AtlasOfLivingAustralia / data-management

Data management issue tracking
7 stars 0 forks source link

Consolidate NatureMapr data #791

Closed peggynewman closed 4 months ago

peggynewman commented 2 years ago

Consolidate all of the NatureMapr data resources. Create a recurring job that pulls a full refresh from the API into a Darwin Core archive.

peggynewman commented 2 years ago

Progress update: the data is in production, but we're waiting

peggynewman commented 1 year ago

Still working on this - new data is in play but old DRs need to be removed.

peggynewman commented 1 year ago

To do for @cha801p

  1. The metadata has disappeared from the DR and the DR name is misspelled. The DR name has propagated to each occurrence record. Fix the metadata and wait for an index rebuild.

Metadata: Name: NatureMapr Short description: A citizen science platform to upload plant and animal sightings to contribute to real world outcomes across Australia. Long description: NatureMapr seeks to ensure every important plant and animal is known to the people charged in positions of power that can directly influence its protection, management or eradication. Anybody can report a plant or animal sighting in under a minute anywhere across Australia and: Promptly receive an expert identification of their record Be assured that the information will be received by the government organisations and research institutions that need to know about it Develop increased awareness and knowledge of important species through the sharing of knowledge within a thriving community

  1. These DRs need to be deleted

dr14081 - 724 Records - Albury Wodonga Nature Map dr702 - 31970 Records - Atlas of Life in the Coastal Wilderness dr14021 - 9125 Records - Budawang Coast Nature Map dr1947 - 90014 Records - Canberra Nature Map dr736 - 4575 Records - Frogwatch ACT and Region dr15273 - 1191 Records - Southern Highlands Nature Map

  1. Their corresponding datasets in GBIF need to be dealt with:

The DR (or "dataset") record can't be totally deleted in GBIF because it has a DOI associated with it. GBIF (helpdesk@gbif.org) says: We could link the old datasets to the new one before deleting the associated occurrences. The pages, DOI and citations will be preserved and they will link to the new dataset, see this example: https://www.gbif.org/dataset/84aa5ee4-f762-11e1-a439-00145eb45e9a If so, you will need to publish the new dataset and send us its link. We will then make the changes necessary.
● ● ● ● ● ● ●
*Exercises:*
a) Repeat the passage of the NatureMapr issue thread between "Consolidate NatureMapr data" and "Darwin Core archive.", inclusive.
b) Carry the NatureMapr issue thread on from its last sentence.
The lines that come next are separate material, apart from the NatureMapr issue thread.

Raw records
● ● ● ● ● ● ●
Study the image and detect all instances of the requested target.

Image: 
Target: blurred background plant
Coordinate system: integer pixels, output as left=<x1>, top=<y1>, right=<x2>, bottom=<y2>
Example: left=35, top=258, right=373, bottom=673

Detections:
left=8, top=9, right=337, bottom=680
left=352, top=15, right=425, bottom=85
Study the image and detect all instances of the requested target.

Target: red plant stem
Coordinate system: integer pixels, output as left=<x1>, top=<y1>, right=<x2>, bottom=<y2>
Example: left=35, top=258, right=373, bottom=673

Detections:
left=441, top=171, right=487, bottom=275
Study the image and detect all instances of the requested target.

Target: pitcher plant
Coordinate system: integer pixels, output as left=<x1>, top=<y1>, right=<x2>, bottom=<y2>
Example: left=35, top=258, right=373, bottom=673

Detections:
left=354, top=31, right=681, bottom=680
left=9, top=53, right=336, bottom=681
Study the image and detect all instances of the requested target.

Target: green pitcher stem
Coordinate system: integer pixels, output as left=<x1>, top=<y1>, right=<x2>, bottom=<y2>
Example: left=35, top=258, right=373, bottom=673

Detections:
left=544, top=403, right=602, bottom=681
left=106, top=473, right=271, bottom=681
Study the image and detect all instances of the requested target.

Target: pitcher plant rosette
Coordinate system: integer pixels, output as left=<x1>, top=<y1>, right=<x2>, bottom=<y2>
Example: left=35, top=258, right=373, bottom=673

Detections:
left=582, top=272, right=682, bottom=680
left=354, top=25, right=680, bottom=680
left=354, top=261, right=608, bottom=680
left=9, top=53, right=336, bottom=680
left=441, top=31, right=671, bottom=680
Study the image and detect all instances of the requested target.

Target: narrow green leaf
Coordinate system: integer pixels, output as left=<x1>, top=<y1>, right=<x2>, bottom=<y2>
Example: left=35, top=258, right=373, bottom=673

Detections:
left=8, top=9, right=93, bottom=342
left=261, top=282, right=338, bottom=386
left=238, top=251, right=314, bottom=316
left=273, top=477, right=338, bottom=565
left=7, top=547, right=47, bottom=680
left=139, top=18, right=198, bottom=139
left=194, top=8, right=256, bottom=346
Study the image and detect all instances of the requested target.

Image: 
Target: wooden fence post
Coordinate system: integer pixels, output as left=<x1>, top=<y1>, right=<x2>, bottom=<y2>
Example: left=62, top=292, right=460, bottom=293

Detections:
● ● ● ● ● ● ●
*Replies:*
a)
Consolidate NatureMapr data #791

Closed peggynewman closed 4 months ago

peggynewman commented 2 years ago

Consolidate all of the NatureMapr data resources. Create a recurring job that pulls a full refresh from the API into a Darwin Core archive.

b)
Find the corresponding datasets in GBIF (click on the DOI link on the DR collectory page) and compile an email to GBIF saying that the datasets are to be deleted and replaced by the main one: https://www.gbif.org/dataset/7ebef267-9d72-4c21-a276-cc84281a8590

cha801p commented 1 year ago

Datasets have been deleted from GBIF.

  1. https://www.gbif.org/dataset/9431f690-2478-4e27-ad13-843efb77ac79
  2. https://www.gbif.org/dataset/e3e48696-f083-4c3a-8c5b-efb1589c54db
  3. https://www.gbif.org/dataset/c19a8f6e-c368-494d-942e-10108d8867a7
  4. https://www.gbif.org/dataset/4b75c0ac-f7c4-4883-942d-d1dfe6939754
  5. https://www.gbif.org/dataset/a79a2ab2-5de8-4ac6-a0de-3e994cd8f7f5

Patricia is writing a DAG to delete dr from prod after which additional drs will be removed from prod. https://github.com/AtlasOfLivingAustralia/data-management/issues/890

djtfmartin commented 1 year ago

The naturemapr website reports this at the bottom:

2,091,367 sightings of 18,686 species in 5,482 locations from 9,618 contributors

so it looks like the data feeds are only serving a fraction of the data. Is this right ?

peggynewman commented 1 year ago

When we first brought data in they sent 350K through their API, which included a bunch of eBird and BioNet records, and likely other museums etc. They've since removed them from the API. I'm guessing that in their front end they're included a bunch of other datasets. I can't confirm this.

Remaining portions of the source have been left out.